> [SUPPLIED DATA]:
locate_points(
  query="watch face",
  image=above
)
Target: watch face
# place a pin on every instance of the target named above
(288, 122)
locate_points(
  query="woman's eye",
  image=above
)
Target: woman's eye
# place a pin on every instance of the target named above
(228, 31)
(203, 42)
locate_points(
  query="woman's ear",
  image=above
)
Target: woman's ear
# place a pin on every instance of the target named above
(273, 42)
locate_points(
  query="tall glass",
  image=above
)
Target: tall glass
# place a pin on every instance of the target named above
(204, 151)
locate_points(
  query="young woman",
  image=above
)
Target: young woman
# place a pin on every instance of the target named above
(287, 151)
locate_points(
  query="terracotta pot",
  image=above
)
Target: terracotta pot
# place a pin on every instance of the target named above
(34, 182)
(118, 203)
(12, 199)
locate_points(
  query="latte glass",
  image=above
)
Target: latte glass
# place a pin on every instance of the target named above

> [ASSIGNMENT]:
Would you please write out all the entries exactly?

> [RESULT]:
locate_points(
  query="watch face",
  image=above
)
Target: watch face
# place a pin on every instance of the target named above
(288, 122)
locate_points(
  query="woman's eye",
  image=above
)
Target: woman's eye
# place a pin on every instance of the target named above
(228, 31)
(203, 42)
locate_points(
  query="woman's ear",
  image=above
)
Target: woman's ear
# place a pin on every instance of the target named above
(273, 42)
locate_points(
  query="tall glass",
  image=above
)
Target: tall glass
# place a pin on every instance of the target named above
(204, 151)
locate_points(
  query="young woman",
  image=above
)
Target: young woman
# place a pin on every instance of the target named above
(287, 151)
locate_points(
  query="terracotta pot",
  image=above
)
Target: terracotta pot
# place a pin on every instance of the target named above
(34, 182)
(118, 203)
(12, 199)
locate_points(
  query="latte glass",
  image=above
)
Target: latte glass
# place a pin on every instance of the target named above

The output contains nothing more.